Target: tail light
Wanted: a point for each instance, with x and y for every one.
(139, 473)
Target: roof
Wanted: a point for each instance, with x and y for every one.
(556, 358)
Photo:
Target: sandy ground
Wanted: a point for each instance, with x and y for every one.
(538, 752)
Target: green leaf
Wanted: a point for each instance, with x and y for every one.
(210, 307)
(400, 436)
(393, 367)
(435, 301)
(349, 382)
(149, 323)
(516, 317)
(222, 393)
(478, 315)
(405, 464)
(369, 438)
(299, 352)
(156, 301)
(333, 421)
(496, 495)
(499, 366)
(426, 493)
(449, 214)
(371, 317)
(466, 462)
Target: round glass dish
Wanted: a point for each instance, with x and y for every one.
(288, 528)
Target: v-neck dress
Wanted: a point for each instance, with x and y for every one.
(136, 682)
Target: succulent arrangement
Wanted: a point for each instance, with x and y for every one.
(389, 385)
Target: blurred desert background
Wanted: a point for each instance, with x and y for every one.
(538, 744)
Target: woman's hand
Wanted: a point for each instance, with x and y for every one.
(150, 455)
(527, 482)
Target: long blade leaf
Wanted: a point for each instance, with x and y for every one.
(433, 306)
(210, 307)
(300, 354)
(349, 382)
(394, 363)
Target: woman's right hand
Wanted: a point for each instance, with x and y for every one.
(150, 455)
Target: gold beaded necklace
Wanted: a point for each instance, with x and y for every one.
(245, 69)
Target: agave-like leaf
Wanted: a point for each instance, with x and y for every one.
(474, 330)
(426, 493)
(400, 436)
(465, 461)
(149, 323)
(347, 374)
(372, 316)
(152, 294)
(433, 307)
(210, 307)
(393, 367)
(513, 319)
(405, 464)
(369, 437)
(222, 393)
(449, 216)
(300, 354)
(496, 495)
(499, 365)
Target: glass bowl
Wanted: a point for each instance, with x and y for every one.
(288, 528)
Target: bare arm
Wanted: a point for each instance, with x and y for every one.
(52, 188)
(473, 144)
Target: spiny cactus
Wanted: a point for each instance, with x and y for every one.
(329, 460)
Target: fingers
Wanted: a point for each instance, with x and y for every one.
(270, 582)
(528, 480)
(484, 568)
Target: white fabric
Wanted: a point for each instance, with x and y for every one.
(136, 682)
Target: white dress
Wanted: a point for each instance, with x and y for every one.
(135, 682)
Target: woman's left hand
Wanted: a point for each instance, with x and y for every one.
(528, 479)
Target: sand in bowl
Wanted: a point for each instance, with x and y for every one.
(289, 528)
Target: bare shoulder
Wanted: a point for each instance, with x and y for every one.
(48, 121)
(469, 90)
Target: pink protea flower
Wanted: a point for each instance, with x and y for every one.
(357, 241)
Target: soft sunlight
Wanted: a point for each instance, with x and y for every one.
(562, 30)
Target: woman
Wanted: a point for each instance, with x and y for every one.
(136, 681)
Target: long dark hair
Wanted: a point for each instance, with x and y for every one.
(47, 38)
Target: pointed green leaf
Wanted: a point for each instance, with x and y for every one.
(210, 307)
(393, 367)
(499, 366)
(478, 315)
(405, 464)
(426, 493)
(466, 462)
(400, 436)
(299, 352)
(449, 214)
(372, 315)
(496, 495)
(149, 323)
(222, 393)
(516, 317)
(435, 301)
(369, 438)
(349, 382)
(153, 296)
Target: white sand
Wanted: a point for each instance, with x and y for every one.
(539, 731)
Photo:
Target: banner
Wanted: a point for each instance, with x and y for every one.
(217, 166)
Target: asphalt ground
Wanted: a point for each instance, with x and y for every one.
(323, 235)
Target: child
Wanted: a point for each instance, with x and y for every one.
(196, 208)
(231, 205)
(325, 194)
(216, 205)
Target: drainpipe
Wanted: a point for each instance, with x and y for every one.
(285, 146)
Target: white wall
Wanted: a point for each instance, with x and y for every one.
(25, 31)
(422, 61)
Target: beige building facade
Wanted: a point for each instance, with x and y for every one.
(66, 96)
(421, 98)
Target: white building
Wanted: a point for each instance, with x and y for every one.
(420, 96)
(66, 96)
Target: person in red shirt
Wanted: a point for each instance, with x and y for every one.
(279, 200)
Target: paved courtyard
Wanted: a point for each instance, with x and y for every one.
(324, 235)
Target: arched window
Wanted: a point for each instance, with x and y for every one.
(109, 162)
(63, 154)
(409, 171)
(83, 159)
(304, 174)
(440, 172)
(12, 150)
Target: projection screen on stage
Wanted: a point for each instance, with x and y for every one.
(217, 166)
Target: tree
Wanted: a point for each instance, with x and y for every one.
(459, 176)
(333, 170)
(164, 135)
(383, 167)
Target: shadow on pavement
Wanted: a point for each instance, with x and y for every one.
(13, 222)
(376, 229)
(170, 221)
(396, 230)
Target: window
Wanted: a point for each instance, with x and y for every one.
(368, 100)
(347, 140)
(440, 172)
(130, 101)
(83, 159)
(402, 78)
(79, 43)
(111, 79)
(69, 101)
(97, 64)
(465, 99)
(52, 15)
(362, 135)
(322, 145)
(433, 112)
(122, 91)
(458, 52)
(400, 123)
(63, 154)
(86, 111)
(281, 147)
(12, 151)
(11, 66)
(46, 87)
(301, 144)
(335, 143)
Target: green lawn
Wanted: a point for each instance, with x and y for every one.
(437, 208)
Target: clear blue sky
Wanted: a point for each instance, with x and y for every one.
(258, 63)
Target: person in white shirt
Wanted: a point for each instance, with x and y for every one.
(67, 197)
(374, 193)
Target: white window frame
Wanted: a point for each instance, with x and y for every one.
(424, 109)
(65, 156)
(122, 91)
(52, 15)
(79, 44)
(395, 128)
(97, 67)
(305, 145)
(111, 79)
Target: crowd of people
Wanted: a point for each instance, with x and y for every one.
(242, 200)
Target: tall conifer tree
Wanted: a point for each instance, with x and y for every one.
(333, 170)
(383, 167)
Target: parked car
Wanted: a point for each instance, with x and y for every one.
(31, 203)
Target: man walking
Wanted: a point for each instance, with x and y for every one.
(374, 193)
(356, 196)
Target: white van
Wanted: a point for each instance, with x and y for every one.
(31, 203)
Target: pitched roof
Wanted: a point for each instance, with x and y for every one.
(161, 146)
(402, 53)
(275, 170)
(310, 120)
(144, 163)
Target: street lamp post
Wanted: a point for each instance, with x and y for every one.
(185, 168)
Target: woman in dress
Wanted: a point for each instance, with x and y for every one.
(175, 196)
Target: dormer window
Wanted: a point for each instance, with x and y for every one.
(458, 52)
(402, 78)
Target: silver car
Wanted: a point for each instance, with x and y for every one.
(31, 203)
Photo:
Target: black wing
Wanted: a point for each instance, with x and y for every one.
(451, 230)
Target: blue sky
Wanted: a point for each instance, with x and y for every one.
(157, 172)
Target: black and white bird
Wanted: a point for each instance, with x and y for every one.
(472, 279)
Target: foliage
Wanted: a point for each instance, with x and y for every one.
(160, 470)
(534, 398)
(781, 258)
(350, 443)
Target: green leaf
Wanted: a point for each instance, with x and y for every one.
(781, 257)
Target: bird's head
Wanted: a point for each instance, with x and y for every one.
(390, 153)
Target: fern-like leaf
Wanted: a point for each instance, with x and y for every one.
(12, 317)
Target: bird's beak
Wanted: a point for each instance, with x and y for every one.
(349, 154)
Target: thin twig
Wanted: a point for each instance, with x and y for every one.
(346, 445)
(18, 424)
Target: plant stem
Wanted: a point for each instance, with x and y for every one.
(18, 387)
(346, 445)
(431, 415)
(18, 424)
——
Set task: Repeat the line containing "Target: blue sky" and all subsequent lines through the final line of the data, exactly and with no others.

Result:
Target: blue sky
Wanted: a point for each instance, with x and y for every one.
(157, 172)
Target: black and white bird
Wanted: a point for each instance, with x and y for every one.
(472, 279)
Target: foliage
Wanted: a point for each instance, with x and y for every one.
(160, 470)
(534, 398)
(781, 258)
(350, 443)
Target: green leaf
Wanted: a point for each instance, with x and y for every one.
(781, 257)
Target: bird's head
Wanted: a point for each instance, with x and y for every one.
(390, 153)
Target: fern-like leaf
Wanted: a point for each instance, with x and y for every one.
(12, 317)
Target: bird's beak
Wanted: a point for each instance, with x and y for every one.
(349, 154)
Target: thin twig
Wanted: a point for each instance, with x and y for every one.
(346, 445)
(18, 424)
Target: plant stem
Wanted: a point for each instance, with x and y for every one.
(18, 387)
(346, 445)
(431, 415)
(18, 424)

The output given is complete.